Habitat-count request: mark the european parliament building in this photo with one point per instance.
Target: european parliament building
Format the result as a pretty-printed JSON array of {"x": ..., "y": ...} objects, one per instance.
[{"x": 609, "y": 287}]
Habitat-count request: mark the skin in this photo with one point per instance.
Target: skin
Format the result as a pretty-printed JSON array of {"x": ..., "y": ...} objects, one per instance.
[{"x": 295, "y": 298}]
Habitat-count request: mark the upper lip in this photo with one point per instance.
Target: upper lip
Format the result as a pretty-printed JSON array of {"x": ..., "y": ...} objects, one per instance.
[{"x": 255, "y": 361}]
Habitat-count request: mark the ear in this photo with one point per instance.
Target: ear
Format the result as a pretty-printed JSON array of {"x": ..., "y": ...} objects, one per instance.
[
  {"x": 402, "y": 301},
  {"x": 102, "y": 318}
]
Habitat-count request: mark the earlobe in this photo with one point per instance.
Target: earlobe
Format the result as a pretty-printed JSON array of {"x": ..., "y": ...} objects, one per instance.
______
Do this
Copy all the entries above, substituting "a single point for each instance" for every occurrence of "one point per instance" and leaving everything else unchanged.

Task result
Habitat-count request: mark the european parliament building in this photo with a single point for each instance.
Target: european parliament building
Format the result as a pretty-printed JSON array of {"x": ..., "y": ...} objects, one per instance.
[{"x": 609, "y": 287}]
Habitat-count request: mark the skin in this photo with a single point for each instance.
Target: skin
Format the result as a pretty-printed JSON array of {"x": ..., "y": ...} objects, one per instance.
[{"x": 295, "y": 298}]
Habitat-count request: mark the upper lip in this photo with a single point for each instance.
Target: upper lip
Format the result as a pretty-printed JSON array of {"x": ..., "y": ...} objects, one per instance.
[{"x": 255, "y": 361}]
Habitat-count request: mark the ear in this photo with a single point for each instance.
Target: ear
Format the result as a pretty-printed JSON array of {"x": ..., "y": ...} objects, one per instance.
[
  {"x": 402, "y": 301},
  {"x": 102, "y": 318}
]
Habitat-count request: mark the earlobe in this photo with a single point for each instance.
Target: earlobe
Format the result as a pretty-printed JSON array of {"x": ..., "y": ...} objects, one per instance.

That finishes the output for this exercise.